===== TEXT SECTION
What is ‘authentic’ music? Contemporary American music is built on so many different cultures coming together, reflecting the amalgam that is American society. But the blues and soul music was very much the creation of African Americans, most of whom never knew the impact their songs would have on popular music in times to come. Starting with Elvis Presley, so much of the blues has been appropriated endlessly by white American singers, producers, songwriters. Generations of whitewashing African American art and expression have led to a giant mashup of musical genres and influences. Hari Kunzru’s latest novel White Tears explores this appropriation, as much as it does the haunting of those who continue to do it and the ghosts of the past they must reckon with.

Seth is a fairly lonely, faceless college student with few friends, little impact on those around him and solely interested in sound and audio when he meets Carter, who appears like a “hipster Jesus” and pulls Seth out of his “cockroach hole.” Carter’s father is a big Republican donor, his family business a “behemoth with tentacles in construction, logistics and energy, [that] had expanded since 9/11, helping America prevail in the War on Terror.” The two young men quickly connect over their shared love for music, though when they first hang out Seth is struck by the fact that everything Carter (who is very much a white, privileged man) plays him is black music, from Jamaican dub to “ska and soca, soul and RnB, ’70s Afrobeat and ’80s electro” to “early hip hop and free jazz and countless regional flavours of bass and juke music.”

It turns out that Carter listens to black music exclusively, worshipping it because it is “more intense and authentic than anything made by white people.” He often talks as if ‘white people’ were the “name of an army or a gang, some organisation to which he didn’t belong.” Seth realises that listening to old music now seems to have no ill effect on him, no “‘slippage’, no vertigo or ‘backward pull’” as it did previously, when he felt as if he were able to hear through time. He begins to enjoy Carter’s company and the advantages that come when he starts helping Carter out with DJ gigs on campus. Carter’s all-access lifestyle isn’t one that Seth can manage on his own, and once they graduate Seth finds himself at the fortunate end of Carter’s continued friendship with a job in music production alongside Carter in New York city, living a life he could never have afforded or even imagined on his own. Their appropriation of black music is something Seth does indeed recognise as wrong, confessing that the two “really did feel that our love of music bought us something, some right to blackness, but by the time we got to New York, we learned not to talk about it.”
==========
===== LISTED ENTRIES
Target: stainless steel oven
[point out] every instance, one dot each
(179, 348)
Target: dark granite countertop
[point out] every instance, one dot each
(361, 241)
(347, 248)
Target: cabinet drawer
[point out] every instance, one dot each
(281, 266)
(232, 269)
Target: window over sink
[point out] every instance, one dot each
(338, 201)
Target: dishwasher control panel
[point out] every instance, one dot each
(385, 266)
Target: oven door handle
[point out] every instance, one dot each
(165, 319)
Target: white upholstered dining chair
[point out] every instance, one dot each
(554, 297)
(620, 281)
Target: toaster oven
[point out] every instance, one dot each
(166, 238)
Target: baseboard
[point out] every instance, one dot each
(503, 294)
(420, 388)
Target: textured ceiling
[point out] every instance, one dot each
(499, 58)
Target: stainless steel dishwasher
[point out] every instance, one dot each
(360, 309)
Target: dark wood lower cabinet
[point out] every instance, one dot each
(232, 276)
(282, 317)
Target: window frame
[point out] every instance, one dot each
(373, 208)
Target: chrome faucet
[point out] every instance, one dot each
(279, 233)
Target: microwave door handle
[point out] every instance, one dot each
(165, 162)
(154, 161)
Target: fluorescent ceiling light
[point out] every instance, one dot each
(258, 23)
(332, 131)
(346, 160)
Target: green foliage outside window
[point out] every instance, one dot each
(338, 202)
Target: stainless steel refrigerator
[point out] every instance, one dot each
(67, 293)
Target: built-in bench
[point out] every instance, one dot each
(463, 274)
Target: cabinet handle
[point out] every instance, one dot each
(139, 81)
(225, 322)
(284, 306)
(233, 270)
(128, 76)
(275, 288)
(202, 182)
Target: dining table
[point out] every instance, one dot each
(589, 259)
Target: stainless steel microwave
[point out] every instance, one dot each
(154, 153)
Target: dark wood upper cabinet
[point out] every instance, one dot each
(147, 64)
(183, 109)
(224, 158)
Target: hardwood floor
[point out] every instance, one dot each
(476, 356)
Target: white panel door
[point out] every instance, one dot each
==========
#### [EXERCISE 1]
Copy the part of the White Tears review between "What is ‘authentic’" and "must reckon with.", inclusive.
#### [EXERCISE 2]
Carry on writing the White Tears review from the point where it ends.
The records are separate material, unrelated to the White Tears review.

#### [RIGHT ANSWER 1]
What is ‘authentic’ music? Contemporary American music is built on so many different cultures coming together, reflecting the amalgam that is American society. But the blues and soul music was very much the creation of African Americans, most of whom never knew the impact their songs would have on popular music in times to come. Starting with Elvis Presley, so much of the blues has been appropriated endlessly by white American singers, producers, songwriters. Generations of whitewashing African American art and expression have led to a giant mashup of musical genres and influences. Hari Kunzru’s latest novel White Tears explores this appropriation, as much as it does the haunting of those who continue to do it and the ghosts of the past they must reckon with.

#### [RIGHT ANSWER 2]
A song takes on a life of its own, and lays bare the history of cultural appropriation

Walking around one day, Seth records a stranger singing, his voice buried under the street sounds of the city. When he and Carter clean up the audio, removing the other sounds from it until it is as clear as a cappella, Seth finds that what he thought were just a few lines are actually an entire performance of a song they’ve never heard before. It sounds — they are shocked to hear — “authentic.” Caught up in the sound of something so pure, they tinker with the song, adding the hiss and static and noise of time to make it “dirty.” They give it a name, say it’s by a man called Charlie Shaw and put it online. It’s all fun and games until the track is instantly accepted as a lost masterpiece and they are contacted by a man who insists he met Charlie Shaw in the ’50s — the same Charlie Shaw that Carter and Seth know never existed because they made him up. Or did they? The song they’ve appropriated takes on a life of its own, reminding them that no art comes without history and all history comes with its own set of ghosts — trauma and pain and fear filter through time to haunt us all.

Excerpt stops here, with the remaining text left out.